Using the information:
a - From the Black Mirror review, output the passage that opens with the words "Lacie quickly finds" and closes with "same exact thing.".
b - What does the Black Mirror review state for each of these?
(i) What do the numbers Lacie sees above everyone's head represent?
(ii) Whose wedding is Lacie invited to?
(iii) In Playtest, where does the American traveler go?

Reading passage:

■ ■ ■

It started with a heart-shaped face walking through a diner, phone in hand, surrounded by many more people with their phones in hand as well. The setting opened up quietly; not much discourse taking place, if any at all, and when Lacie Pound looked up from her phone... she saw numbers above everyone's head. Those numbers were their ratings-- the higher the rating, the higher the social status. From first glance it's very standard people-watching drama; some character attempts to climb the social ladder that clearly exists for an unknown reason (because we're all just people trying to survive each day, right?) As with every other Black Mirror episode, there's more to it than you're shouting at the television.
Lacie quickly finds herself climbing the ladder as she's invited to a socialite's wedding, a girl that used to be some kind of friend in school. After an argument with her brother, whom luckily seems to be the only person with a grip on reality in this virtual world, she plummets to the bottom of the pool with a cement block tied to her ankle. Still, she fights to attend the wedding to prove that she is worth amazing rates. Oh, side bar-- you have the power to rate someone and that judgment affects their overall rating. Pick up your phone right now and open up Instagram or Facebook, say it's not the same exact thing.
Scary, right? Lacie's story, Nosedive, is one of many in this short three season series that is capable of standing on its own. No plot line is connected, no actors or actresses are related. The idea of rating each other is comical, we do it every day. Lacie seemed quite foolish to me to care so much, but I truly felt empathetic toward the girl. Perhaps because I've been there, I've felt that pressure to appear "put together" on my social media page because I knew everyone was watching.
Other episodes maintain Lacie Pound's light-hearted, hope for the future atmosphere, while others take darker turns than you are prepared for. Shut Up and Dance is an episode about a normal teenage boy staying home alone with his sister one evening. When his computer is infected with a virus, not only is the laptop at risk, but so is he. Watching this episode leaves one embracing insanity because you need to understand what will push someone to do just about anything, but you never get the answers you want--until the final second. In another episode, Playtest, an American traveler shoves some clothes into a backpack and leaves for Europe. Obviously he runs low on cash quickly and finds an app that leads him to an exciting get-rich-quick outlet. In a mind blowing fourth of a second, we feel this traveler's fears and anxieties without his permission; and without our own.

■ ■ ■

Stored items:

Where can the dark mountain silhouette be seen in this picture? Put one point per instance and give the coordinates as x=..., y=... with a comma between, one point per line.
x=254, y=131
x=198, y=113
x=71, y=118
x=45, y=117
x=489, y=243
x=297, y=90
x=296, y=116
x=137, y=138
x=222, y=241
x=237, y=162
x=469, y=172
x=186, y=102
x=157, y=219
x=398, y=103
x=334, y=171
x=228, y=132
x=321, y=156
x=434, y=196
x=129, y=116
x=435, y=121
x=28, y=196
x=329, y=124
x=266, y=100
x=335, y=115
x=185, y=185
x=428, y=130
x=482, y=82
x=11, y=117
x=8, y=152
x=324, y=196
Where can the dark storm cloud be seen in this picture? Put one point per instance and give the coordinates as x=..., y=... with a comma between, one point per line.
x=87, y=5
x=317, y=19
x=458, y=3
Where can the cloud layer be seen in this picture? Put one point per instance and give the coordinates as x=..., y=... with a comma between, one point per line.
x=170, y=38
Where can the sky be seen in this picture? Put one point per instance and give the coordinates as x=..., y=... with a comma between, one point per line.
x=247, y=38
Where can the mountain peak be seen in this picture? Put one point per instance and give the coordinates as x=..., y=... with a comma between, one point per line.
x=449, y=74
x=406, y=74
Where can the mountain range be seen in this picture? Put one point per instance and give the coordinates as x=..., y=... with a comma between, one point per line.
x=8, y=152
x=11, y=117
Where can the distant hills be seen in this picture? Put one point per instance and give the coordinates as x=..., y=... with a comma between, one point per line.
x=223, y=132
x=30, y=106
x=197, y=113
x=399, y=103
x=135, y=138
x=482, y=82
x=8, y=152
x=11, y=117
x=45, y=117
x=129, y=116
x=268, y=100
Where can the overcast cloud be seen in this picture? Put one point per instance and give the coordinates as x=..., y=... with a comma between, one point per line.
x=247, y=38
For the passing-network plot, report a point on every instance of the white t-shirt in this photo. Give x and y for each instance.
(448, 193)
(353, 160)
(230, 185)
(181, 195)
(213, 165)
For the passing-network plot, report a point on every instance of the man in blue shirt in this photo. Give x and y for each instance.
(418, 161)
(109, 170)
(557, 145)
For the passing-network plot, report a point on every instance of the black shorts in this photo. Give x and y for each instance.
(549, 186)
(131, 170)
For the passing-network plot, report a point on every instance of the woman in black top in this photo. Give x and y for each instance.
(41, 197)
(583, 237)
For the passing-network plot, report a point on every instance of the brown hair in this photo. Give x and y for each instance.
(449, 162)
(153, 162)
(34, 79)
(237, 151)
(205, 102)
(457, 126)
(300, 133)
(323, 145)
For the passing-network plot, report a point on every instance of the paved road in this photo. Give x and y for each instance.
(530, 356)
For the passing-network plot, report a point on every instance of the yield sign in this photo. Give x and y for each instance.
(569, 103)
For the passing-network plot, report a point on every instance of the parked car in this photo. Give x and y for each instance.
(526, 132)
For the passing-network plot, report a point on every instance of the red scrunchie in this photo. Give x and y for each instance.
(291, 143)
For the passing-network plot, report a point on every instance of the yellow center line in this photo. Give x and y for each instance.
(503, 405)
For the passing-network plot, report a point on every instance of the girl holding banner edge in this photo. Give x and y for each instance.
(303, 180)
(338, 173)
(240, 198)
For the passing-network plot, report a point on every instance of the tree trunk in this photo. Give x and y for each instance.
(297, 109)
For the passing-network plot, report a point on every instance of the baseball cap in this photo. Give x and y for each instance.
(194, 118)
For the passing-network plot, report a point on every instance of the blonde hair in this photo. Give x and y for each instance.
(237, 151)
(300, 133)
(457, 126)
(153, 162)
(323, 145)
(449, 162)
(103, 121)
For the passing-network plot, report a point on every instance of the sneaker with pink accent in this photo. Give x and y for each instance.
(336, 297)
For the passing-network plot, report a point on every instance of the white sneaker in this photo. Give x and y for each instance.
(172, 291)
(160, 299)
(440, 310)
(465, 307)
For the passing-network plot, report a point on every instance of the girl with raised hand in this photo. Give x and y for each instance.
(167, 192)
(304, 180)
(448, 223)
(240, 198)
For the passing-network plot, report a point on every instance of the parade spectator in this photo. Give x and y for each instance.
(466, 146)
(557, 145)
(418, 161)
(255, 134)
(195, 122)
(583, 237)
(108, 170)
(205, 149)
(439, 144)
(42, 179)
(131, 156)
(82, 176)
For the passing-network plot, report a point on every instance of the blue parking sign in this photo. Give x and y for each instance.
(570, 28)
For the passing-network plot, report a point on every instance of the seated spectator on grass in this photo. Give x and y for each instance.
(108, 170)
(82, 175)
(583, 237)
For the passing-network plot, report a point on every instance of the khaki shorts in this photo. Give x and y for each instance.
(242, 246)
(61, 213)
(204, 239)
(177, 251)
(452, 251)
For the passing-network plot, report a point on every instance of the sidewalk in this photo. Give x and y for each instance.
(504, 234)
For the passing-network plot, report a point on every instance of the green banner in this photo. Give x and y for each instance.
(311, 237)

■ ■ ■

Answers per task:
a -
Lacie quickly finds herself climbing the ladder as she's invited to a socialite's wedding, a girl that used to be some kind of friend in school. After an argument with her brother, whom luckily seems to be the only person with a grip on reality in this virtual world, she plummets to the bottom of the pool with a cement block tied to her ankle. Still, she fights to attend the wedding to prove that she is worth amazing rates. Oh, side bar-- you have the power to rate someone and that judgment affects their overall rating. Pick up your phone right now and open up Instagram or Facebook, say it's not the same exact thing.

b -
(i) Their ratings, where a higher rating means higher social status.
(ii) A socialite's wedding, a girl who used to be some kind of friend in school.
(iii) Europe.